STUDY TEXT ->
Michigan Homeowner Assistance Fund Distributes $114 Million in Year-One Aid
A Lifeline for Thousands of Michigan Homeowners
The Michigan State Housing Development Authority (MSHDA) marked a significant milestone in early 2023, announcing that its Homeowner Assistance Fund (MIHAF) program had distributed more than $114 million in aid during its first year of operation. Launched in February 2022 using funds authorized by the federal American Rescue Plan Act, the program has become one of the state's most impactful tools for preventing pandemic-related foreclosures and housing displacement.
Over the course of the program's first twelve months, MIHAF approved assistance for thousands of Michigan households, with the average award hovering around $15,000 per approved applicant. The funds were directed toward homeowners who experienced financial hardship directly or indirectly tied to the COVID-19 pandemic, including job loss, reduced hours, medical expenses, and the death of a primary wage earner.
How the Program Works
MIHAF was established as part of a $9.961 billion federal allocation under the American Rescue Plan Act's Homeowner Assistance Fund, which sent nearly $243 million to Michigan for distribution through MSHDA. The program provides grants, not loans, meaning recipients do not have to repay the assistance as long as they meet eligibility requirements at the time of application.
Eligible homeowners can receive aid covering a broad range of housing-related expenses:
- Past-due mortgage payments and reinstatement costs
- Delinquent property taxes
- Homeowners insurance premiums
- Flood insurance and mortgage insurance
- Condominium and homeowners association fees
- Delinquent utility payments, including water, gas, electric, and internet
- Manufactured home lot rent and chattel loan payments
To qualify, applicants must own and occupy a Michigan home as their primary residence, have household incomes at or below 150% of the Area Median Income, and demonstrate a qualifying pandemic-related hardship that occurred after January 21, 2020.
Impact by the Numbers
The $114 million figure represents a substantial acceleration from the program's slower early months, when MSHDA worked to build out application processing infrastructure, partner with housing counselors, and coordinate with mortgage servicers statewide. By the one-year mark, processing times had improved considerably, and the state had onboarded dozens of HUD-approved housing counseling agencies to help applicants navigate the process.
MSHDA officials noted that the program had reached homeowners in every county in Michigan, with particularly heavy uptake in Wayne, Oakland, Macomb, Genesee, and Kent counties — areas that had been hit hardest by pandemic-era job losses and where housing instability had been most acute. The agency emphasized that nearly 70% of funds went to households earning less than the Area Median Income, indicating the program was reaching the lower-income homeowners most at risk of losing their homes.
Preventing a Foreclosure Wave
Housing advocates across Michigan credited MIHAF with helping to prevent what many had feared would become a post-pandemic foreclosure crisis. As federal foreclosure moratoriums expired and mortgage forbearance programs wound down throughout 2022, the influx of targeted assistance helped bridge the gap for homeowners still recovering from pandemic financial shocks.
"This program has quite literally kept Michigan families in their homes," MSHDA leadership said in announcing the milestone. The agency highlighted stories of single parents, seniors on fixed incomes, and working families who had fallen months behind on mortgage and property tax payments but were brought current through MIHAF assistance.
Applications Still Open
At the time of the year-one announcement, MSHDA encouraged eligible Michigan homeowners who were still experiencing hardship to apply, noting that substantial funding remained available. The agency emphasized that applying is free, that no homeowner should pay a third party for assistance with an application, and that HUD-approved housing counselors are available at no cost to help applicants complete the process.
Homeowners facing foreclosure, tax forfeiture, or utility shutoffs were urged to apply as quickly as possible, since MIHAF can issue emergency payments in cases where a loss of home is imminent. The program was scheduled to continue accepting applications through 2026 or until funds are fully expended, whichever comes first.
The $114 million year-one milestone positioned MIHAF as one of the more effective state-level deployments of federal homeowner relief funds, and MSHDA signaled its intent to continue expanding outreach to ensure Michigan households in need could access the remaining balance of the state's allocation.

REQUIRED TASKS ->
A. Answer these questions using the MIHAF article:
(i) In what month and year was the program launched?
(ii) What household income limit must applicants meet?
(iii) Until when was the program scheduled to keep accepting applications?
B. Quote the MIHAF article word for word, starting with "The $114 million year-one" and going on through "the state's allocation.".

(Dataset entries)
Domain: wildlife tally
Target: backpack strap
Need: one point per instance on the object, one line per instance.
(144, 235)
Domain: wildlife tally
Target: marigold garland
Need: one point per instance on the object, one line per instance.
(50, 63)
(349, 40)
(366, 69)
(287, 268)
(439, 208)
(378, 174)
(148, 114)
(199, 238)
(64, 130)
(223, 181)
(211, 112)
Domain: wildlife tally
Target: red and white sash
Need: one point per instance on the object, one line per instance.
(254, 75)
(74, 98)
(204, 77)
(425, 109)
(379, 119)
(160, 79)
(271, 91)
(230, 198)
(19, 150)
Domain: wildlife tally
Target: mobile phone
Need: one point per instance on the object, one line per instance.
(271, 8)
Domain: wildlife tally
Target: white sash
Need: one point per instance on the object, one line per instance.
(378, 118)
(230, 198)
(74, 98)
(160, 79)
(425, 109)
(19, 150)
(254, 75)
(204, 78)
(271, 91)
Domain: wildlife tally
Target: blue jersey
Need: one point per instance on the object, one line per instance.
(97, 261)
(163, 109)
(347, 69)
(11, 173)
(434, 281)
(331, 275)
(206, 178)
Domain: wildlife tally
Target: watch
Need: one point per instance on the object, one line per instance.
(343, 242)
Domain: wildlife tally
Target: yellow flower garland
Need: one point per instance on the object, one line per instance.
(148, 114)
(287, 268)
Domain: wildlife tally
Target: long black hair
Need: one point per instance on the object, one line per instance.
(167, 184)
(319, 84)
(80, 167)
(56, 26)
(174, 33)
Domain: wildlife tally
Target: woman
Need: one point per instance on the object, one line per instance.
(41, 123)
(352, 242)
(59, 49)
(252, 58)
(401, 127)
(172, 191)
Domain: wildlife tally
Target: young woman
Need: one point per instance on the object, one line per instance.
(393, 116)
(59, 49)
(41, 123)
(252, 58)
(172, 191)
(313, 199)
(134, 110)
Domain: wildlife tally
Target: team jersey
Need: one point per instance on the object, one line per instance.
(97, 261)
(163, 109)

SOLUTIONS TO THE TASKS ->
A.
(i) February 2022
(ii) At or below 150% of the Area Median Income
(iii) Through 2026 or until funds are fully expended, whichever comes first

B.
The $114 million year-one milestone positioned MIHAF as one of the more effective state-level deployments of federal homeowner relief funds, and MSHDA signaled its intent to continue expanding outreach to ensure Michigan households in need could access the remaining balance of the state's allocation.